**OBJECTIVE**
Could you set out every line of the rows below as a Markdown table, with a "Number" column for each line's number and a "Row Line" column for its text, leaving out the blank lines?
■ ■ ■ ■ ■
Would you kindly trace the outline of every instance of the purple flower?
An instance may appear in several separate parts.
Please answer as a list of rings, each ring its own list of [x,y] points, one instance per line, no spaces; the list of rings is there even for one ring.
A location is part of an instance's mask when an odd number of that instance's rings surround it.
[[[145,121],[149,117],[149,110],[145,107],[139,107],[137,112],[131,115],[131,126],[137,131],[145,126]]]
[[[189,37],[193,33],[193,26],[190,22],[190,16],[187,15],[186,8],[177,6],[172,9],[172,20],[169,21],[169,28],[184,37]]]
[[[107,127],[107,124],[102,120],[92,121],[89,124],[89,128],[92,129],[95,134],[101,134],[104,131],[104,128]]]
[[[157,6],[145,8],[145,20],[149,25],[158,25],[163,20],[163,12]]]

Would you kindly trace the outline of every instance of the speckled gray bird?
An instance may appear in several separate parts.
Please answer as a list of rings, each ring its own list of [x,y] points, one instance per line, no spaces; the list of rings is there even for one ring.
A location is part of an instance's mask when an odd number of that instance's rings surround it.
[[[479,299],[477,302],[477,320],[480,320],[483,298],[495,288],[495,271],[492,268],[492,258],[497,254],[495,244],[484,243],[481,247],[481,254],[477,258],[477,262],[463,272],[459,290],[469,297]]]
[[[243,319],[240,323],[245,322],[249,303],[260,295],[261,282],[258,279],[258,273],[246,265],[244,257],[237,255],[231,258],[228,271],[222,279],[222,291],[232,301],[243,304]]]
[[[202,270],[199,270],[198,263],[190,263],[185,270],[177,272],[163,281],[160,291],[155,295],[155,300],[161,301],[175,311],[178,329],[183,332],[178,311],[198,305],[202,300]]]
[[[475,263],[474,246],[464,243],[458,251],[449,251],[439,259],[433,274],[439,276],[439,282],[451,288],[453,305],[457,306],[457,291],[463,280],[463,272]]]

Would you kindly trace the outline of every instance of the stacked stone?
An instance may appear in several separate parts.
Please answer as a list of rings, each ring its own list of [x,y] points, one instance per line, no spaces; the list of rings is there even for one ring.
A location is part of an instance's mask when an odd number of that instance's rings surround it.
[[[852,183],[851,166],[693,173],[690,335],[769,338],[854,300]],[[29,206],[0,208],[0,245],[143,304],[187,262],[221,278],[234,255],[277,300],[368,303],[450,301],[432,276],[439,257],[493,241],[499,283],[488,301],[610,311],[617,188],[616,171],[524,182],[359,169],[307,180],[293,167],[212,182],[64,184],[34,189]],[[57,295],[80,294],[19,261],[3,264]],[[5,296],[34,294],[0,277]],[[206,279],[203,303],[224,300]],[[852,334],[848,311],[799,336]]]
■ ■ ■ ■ ■
**EXERCISE RESPONSE**
| Number | Row Line |
|---|---|
| 1 | Would you kindly trace the outline of every instance of the purple flower? |
| 2 | An instance may appear in several separate parts. |
| 3 | Please answer as a list of rings, each ring its own list of [x,y] points, one instance per line, no spaces; the list of rings is there even for one ring. |
| 4 | A location is part of an instance's mask when an odd number of that instance's rings surround it. |
| 5 | [[[145,121],[149,117],[149,110],[145,107],[139,107],[137,112],[131,115],[131,126],[137,131],[145,126]]] |
| 6 | [[[189,37],[193,33],[193,26],[190,22],[190,16],[187,15],[186,8],[177,6],[172,9],[172,20],[169,21],[169,28],[184,37]]] |
| 7 | [[[107,127],[107,124],[102,120],[92,121],[89,124],[89,128],[92,129],[95,134],[101,134],[104,131],[104,128]]] |
| 8 | [[[157,6],[145,8],[145,20],[149,25],[158,25],[163,20],[163,12]]] |
| 9 | Would you kindly trace the outline of every instance of the speckled gray bird? |
| 10 | An instance may appear in several separate parts. |
| 11 | Please answer as a list of rings, each ring its own list of [x,y] points, one instance per line, no spaces; the list of rings is there even for one ring. |
| 12 | A location is part of an instance's mask when an odd number of that instance's rings surround it. |
| 13 | [[[479,299],[477,302],[477,320],[480,320],[483,298],[495,288],[495,271],[492,268],[492,258],[497,254],[495,244],[484,243],[481,247],[481,254],[477,258],[477,262],[463,272],[459,290],[469,297]]] |
| 14 | [[[243,319],[240,323],[245,322],[249,303],[260,295],[261,282],[258,279],[258,273],[246,265],[244,257],[237,255],[231,258],[228,271],[222,279],[222,291],[232,301],[243,304]]] |
| 15 | [[[202,270],[199,270],[198,263],[190,263],[185,270],[177,272],[163,281],[160,291],[155,295],[155,300],[161,301],[175,311],[178,329],[183,332],[178,311],[198,305],[202,300]]] |
| 16 | [[[475,263],[474,246],[464,243],[458,251],[449,251],[439,259],[433,274],[439,276],[439,282],[451,288],[453,305],[457,306],[457,291],[463,280],[463,272]]] |
| 17 | Would you kindly trace the outline of every instance of the stacked stone? |
| 18 | An instance may appear in several separate parts. |
| 19 | Please answer as a list of rings, each ring its own list of [x,y] points, one instance per line, no spaces; the list of rings is there even for one ring. |
| 20 | A location is part of an instance's mask when an odd number of that instance's rings surround it. |
| 21 | [[[852,183],[851,166],[693,173],[690,335],[769,338],[854,300]],[[29,206],[0,208],[0,245],[143,304],[187,262],[221,278],[234,255],[277,300],[368,303],[450,301],[432,276],[439,257],[493,241],[499,283],[488,301],[610,311],[617,188],[616,171],[524,182],[359,169],[307,180],[293,167],[212,182],[64,184],[34,189]],[[57,295],[80,294],[19,261],[3,264]],[[5,296],[34,294],[0,277]],[[206,279],[203,303],[224,300]],[[852,334],[848,311],[799,336]]] |